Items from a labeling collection
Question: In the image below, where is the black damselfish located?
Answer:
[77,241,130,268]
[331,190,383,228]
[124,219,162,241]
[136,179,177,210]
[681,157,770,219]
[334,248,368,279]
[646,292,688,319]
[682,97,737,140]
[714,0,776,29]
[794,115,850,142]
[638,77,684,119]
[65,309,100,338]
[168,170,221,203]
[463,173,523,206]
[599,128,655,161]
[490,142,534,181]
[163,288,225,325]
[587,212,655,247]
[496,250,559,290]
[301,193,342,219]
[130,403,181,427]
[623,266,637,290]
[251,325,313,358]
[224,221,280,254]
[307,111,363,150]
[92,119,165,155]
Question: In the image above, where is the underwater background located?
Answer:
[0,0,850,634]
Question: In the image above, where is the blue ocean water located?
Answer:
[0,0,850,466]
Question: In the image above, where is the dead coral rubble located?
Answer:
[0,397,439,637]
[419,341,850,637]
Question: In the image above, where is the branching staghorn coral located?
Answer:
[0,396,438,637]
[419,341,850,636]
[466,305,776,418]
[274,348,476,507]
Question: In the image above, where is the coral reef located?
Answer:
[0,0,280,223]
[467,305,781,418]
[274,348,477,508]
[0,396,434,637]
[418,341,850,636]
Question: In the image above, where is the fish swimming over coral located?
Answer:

### Problem description
Return all of the records above without any changes, reproducing every line precisely.

### Full solution
Question: In the image below, where is the black damselfish located?
Answer:
[77,241,130,268]
[331,190,383,228]
[124,219,162,241]
[136,179,177,210]
[681,157,770,219]
[334,248,368,279]
[646,292,688,319]
[682,97,737,140]
[714,0,776,29]
[794,115,850,142]
[638,77,684,119]
[65,309,100,338]
[168,170,221,203]
[463,173,523,206]
[599,128,655,161]
[490,142,534,181]
[163,288,225,325]
[587,212,655,247]
[496,250,559,290]
[301,193,342,219]
[130,403,181,427]
[623,266,637,290]
[251,325,313,358]
[224,221,280,254]
[307,111,363,150]
[92,119,165,155]
Question: In the image above, where is the underwater background located?
Answer:
[0,0,850,634]
Question: In the image above, where is the blue ocean water located?
Answer:
[0,0,850,466]
Question: In the image above, where is the dead coral rubble located?
Answer:
[0,397,439,637]
[419,341,850,637]
Question: In the image above, where is the branching staghorn coral located?
Answer:
[0,396,438,637]
[419,341,850,636]
[466,305,776,418]
[274,348,476,507]
Question: In the image above, where is the coral reef located?
Answer:
[0,0,280,223]
[467,305,781,418]
[274,348,477,508]
[0,396,434,637]
[418,341,850,636]
Question: In the image above, where is the fish swimming over coral located?
Answer:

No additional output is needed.